CHALLENGE
Take the entries below and reproduce them word for word.

DATA IN THIS EXERCISE
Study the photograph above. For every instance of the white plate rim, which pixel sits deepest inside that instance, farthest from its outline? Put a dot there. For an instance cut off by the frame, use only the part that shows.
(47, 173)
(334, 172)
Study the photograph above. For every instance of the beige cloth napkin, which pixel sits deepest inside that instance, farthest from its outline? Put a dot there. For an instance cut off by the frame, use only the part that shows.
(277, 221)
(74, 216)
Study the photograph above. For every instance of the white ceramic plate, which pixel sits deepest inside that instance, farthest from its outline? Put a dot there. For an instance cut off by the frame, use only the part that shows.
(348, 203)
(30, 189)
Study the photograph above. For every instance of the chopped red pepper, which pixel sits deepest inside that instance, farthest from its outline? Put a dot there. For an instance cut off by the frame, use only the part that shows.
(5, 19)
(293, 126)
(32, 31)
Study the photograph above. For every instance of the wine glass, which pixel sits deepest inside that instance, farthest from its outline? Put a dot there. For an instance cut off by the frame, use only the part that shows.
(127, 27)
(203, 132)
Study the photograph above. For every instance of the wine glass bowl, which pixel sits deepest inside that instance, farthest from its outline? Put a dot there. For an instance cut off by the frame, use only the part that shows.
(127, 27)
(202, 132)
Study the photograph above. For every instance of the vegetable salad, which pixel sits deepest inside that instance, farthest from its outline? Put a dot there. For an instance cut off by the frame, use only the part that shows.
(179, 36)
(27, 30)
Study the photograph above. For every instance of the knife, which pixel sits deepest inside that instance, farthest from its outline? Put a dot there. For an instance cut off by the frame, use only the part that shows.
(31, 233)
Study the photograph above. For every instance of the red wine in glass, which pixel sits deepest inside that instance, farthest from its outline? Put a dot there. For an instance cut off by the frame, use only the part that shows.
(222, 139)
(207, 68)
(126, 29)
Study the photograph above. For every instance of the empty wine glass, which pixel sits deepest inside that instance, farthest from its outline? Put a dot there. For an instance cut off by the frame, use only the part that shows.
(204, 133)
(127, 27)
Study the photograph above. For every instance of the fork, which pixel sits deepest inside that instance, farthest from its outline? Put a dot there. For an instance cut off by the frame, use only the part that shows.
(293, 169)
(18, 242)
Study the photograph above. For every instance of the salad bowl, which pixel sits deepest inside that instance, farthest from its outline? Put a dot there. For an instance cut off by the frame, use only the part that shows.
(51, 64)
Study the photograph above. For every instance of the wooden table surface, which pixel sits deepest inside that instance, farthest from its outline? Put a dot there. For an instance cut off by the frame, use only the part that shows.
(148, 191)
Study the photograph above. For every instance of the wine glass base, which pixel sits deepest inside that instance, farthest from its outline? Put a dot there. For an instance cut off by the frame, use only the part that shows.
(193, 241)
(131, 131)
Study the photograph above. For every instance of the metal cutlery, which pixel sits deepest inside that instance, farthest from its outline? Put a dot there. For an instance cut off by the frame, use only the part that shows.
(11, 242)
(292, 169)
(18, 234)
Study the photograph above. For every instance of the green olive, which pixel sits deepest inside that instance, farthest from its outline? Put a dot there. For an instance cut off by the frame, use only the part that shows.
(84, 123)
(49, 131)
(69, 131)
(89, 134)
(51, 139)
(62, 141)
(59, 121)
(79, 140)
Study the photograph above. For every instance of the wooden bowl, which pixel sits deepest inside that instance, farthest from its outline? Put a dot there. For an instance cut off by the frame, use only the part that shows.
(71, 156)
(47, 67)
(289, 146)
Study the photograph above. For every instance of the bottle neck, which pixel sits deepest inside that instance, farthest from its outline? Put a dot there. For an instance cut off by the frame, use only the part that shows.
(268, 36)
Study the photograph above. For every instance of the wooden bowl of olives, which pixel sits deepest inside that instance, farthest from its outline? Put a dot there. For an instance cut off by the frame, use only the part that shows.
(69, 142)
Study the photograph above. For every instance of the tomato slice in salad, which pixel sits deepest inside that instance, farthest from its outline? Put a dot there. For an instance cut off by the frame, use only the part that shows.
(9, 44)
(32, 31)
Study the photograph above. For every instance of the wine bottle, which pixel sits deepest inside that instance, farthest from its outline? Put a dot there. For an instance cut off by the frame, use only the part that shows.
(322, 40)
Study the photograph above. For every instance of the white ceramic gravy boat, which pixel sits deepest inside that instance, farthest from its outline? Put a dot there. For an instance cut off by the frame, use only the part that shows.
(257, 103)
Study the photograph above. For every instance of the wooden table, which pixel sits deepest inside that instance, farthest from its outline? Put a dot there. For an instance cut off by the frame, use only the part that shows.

REPLY
Study the photograph above. For every instance of the white plate rim, which pixel sits deepest inside that instance, farthest from its outline? Put a dot there. For an instance cut off by the frame, use only the part that shows.
(47, 173)
(334, 172)
Study the photograph above. For every instance of the beige cloth napkin, which pixel sits deepest inside that instance, farthest from its outline? Put a dot there. For an instance cut off by the frame, use only the part that shows.
(277, 221)
(74, 216)
Study the photograph above. For every instance of the white ceramic plate, which pixel sits deepest inside that instance, farthest from its outline? Put a dot there. For an instance cut off by the frame, use only the part that shows.
(348, 203)
(30, 189)
Study the photograph above. For every instance of the chopped red pepper, which pixel sits deepest inside that instance, farthest from its outline? Put a dot there. For an instance cut off by the frame, use only the part that shows.
(5, 19)
(293, 126)
(32, 31)
Study the photograph above. For every instance of the wine glass, which pixel sits deepest inside that instance, farthest from its outline? Put a dot there. For an instance cut off by the frame, use only the part that shows.
(127, 27)
(203, 132)
Study the photograph above. For every instance of the wine glass bowl, which pixel sits deepest inside that instance, farthest from its outline? Put a dot there. For an instance cut off by the frame, use only the part that shows.
(127, 27)
(202, 132)
Study the photograph above. For every instance of the vegetable salad, which pixel sits deepest inside that instance, farthest from its outline? Put a dot there. For an instance cut off by the frame, use only the part that shows.
(179, 36)
(27, 30)
Study the photograph above. For every instance of the knife, which pixel sits deepest inside that instance, farthest from its outline? Put a dot there. For an instance cut off by the frame, use only the part that shows.
(31, 233)
Study the photograph above. For every instance of the red wine in glass, which pixel sits deepest inside that instance, farthest from its outline? Put a dot there. For an instance cut off by the frame, use only the part that shows.
(222, 139)
(207, 68)
(126, 29)
Study the photograph above. For every instance of the empty wine glass, which pixel sits deepest inside that instance, farthest from its outline? Put a dot there. For an instance cut off by the frame, use only the part that shows.
(204, 133)
(127, 27)
Study the photograph above. For every instance of the fork, which pixel sits deepest inside that instance, farthest from its outline? Put a dot there. For an instance cut off by the frame, use only the part that shows.
(293, 169)
(18, 242)
Study the photograph above. For every instance of the salad bowl, which pixel sits deepest inside that instance, farthest from its outline? Put a dot there. For an instance cut off by the frame, use only the part that shows.
(51, 64)
Study the photograph above. For every instance of the wooden table surface, which pixel sits deepest inside that instance, farthest from its outline? Put a dot there. For an instance cut off by the frame, use only the part that shows.
(148, 191)
Study the photograph above. For every instance of the wine glass base, which pixel sits deepest inside that instance, farthest from its outline? Put a dot there. For an instance cut off by the frame, use only the part that shows.
(193, 241)
(131, 131)
Study the photograph above. For every instance of the metal cutlery, which pixel sits deepest inside that instance, farthest from its outline? Put a dot there. For an instance cut off by the frame, use only the part that shows.
(11, 242)
(292, 169)
(18, 234)
Study the photograph above. For every instance of the green olive, which pixel sits deepest inside that instance, farthest from its outline? Put a dot there. For an instance cut off by the frame, use only the part that shows.
(84, 123)
(49, 131)
(69, 131)
(89, 134)
(51, 139)
(62, 141)
(59, 121)
(79, 140)
Study the photograph above. For every instance of the wooden bowl, which pixel sits deepest inside that instance, farthest from its outline? Put a dot there. For an instance cut off by the frame, use only the part that shows.
(71, 156)
(47, 67)
(289, 146)
Study the photograph above. For every instance of the bottle neck, which pixel sits deepest inside that instance, farthest from its outline? Put a dot there. For an instance cut off by the frame, use only the part that shows.
(268, 36)
Study the photograph above. For every instance of the wooden bowl of olives, which pixel sits deepest inside that instance, farthest from its outline? Put a dot there. For an instance cut off by the frame, use only the part that shows.
(69, 142)
Study the photograph above. For every instance of the tomato slice in salad, which pixel sits deepest inside that instance, farthest from its outline? Put a dot there. For an instance cut off by the frame, use only the part that shows.
(9, 44)
(32, 31)
Study the photograph above. For every instance of the wine bottle, which pixel sits deepest inside that instance, farthest from its outline? Put a dot there. For an instance cut off by the frame, use only the part that shows.
(322, 40)
Study the photograph above. For every instance of the white ceramic gravy boat, which pixel sits deepest inside that instance, farthest from its outline? Put a dot there. For an instance cut off by the frame, use only the part that shows.
(257, 103)
Study the photograph above. For every instance of the wooden table, which pixel sits deepest inside that instance, farthest from its outline? Put a dot there. For an instance cut off by the frame, use only the part that shows.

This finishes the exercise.